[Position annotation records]
################

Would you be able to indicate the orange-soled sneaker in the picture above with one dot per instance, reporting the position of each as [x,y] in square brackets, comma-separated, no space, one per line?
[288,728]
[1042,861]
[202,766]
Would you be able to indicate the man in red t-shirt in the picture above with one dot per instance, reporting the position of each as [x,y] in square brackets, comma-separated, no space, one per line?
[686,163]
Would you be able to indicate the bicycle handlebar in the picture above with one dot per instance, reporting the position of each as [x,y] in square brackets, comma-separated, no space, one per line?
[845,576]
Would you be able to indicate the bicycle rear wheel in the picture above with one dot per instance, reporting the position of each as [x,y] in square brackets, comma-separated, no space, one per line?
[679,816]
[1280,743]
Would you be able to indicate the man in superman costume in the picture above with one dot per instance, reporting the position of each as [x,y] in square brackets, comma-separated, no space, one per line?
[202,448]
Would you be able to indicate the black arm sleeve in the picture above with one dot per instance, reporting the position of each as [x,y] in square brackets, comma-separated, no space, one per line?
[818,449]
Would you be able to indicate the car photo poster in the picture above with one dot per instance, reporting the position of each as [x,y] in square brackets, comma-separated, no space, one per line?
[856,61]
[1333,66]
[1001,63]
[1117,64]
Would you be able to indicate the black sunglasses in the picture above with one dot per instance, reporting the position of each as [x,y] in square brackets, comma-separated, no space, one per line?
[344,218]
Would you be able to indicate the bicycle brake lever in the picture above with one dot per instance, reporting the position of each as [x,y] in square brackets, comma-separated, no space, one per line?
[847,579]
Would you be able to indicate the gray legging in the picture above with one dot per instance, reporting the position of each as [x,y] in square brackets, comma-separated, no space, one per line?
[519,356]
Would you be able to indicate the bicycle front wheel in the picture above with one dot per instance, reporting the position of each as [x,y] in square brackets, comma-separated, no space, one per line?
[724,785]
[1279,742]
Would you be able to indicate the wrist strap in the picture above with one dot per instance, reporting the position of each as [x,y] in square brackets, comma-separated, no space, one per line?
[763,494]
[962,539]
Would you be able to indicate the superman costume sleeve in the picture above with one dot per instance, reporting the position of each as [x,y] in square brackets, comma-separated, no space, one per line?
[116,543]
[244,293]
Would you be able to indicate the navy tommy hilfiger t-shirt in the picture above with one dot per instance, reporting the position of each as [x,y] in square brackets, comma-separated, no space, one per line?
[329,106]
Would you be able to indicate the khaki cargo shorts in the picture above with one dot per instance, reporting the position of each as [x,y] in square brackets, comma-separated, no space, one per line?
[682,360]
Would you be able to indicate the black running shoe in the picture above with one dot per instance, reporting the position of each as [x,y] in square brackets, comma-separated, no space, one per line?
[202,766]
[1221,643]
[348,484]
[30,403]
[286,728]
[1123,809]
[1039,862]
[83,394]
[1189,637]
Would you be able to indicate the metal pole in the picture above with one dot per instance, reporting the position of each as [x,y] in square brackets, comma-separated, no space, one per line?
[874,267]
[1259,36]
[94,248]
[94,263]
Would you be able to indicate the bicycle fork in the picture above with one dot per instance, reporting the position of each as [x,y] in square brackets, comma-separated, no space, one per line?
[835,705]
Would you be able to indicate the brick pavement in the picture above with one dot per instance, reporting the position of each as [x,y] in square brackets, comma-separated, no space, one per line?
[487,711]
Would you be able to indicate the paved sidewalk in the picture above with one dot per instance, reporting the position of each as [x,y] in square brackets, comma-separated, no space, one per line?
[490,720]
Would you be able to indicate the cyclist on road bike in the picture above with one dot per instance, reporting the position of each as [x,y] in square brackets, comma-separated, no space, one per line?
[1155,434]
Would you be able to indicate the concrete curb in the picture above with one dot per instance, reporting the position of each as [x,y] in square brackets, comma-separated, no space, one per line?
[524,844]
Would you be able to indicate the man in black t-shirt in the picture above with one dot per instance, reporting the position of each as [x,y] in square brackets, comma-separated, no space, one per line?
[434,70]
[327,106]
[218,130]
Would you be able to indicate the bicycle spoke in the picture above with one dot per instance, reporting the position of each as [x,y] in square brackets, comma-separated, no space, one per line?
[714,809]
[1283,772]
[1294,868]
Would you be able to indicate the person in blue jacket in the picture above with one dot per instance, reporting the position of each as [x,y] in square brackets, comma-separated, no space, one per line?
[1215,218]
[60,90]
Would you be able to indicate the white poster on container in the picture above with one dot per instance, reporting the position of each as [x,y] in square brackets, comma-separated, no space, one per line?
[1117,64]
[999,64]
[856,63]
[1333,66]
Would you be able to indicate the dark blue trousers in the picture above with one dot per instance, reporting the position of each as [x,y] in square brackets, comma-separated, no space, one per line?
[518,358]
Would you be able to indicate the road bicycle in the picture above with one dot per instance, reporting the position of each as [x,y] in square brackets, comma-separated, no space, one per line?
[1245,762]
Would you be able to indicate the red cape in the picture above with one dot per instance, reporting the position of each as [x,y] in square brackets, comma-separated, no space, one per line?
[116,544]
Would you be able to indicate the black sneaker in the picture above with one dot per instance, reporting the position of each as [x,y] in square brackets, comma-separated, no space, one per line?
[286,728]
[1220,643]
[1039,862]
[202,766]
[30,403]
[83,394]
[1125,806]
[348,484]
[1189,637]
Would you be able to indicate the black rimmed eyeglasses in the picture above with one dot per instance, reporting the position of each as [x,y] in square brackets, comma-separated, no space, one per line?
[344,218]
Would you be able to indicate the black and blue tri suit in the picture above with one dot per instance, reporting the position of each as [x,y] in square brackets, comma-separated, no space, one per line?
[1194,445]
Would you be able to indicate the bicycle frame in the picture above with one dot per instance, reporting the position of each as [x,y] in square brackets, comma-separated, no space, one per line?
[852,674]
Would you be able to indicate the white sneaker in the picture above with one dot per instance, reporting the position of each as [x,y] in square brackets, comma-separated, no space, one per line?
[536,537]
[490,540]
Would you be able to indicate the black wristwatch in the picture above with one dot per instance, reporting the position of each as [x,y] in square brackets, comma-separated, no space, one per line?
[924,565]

################

[REQUIREMENTS] Copy out the stretch from the line containing "Would you be able to indicate the black wristwatch" through the end of the items, request lines included. Add 101 to every coordinate in the answers.

[TASK ANSWER]
Would you be able to indicate the black wristwatch in the picture above with one dot per instance, reporting the position of each as [x,y] in square brackets, comma-separated, no space, one per line?
[1025,666]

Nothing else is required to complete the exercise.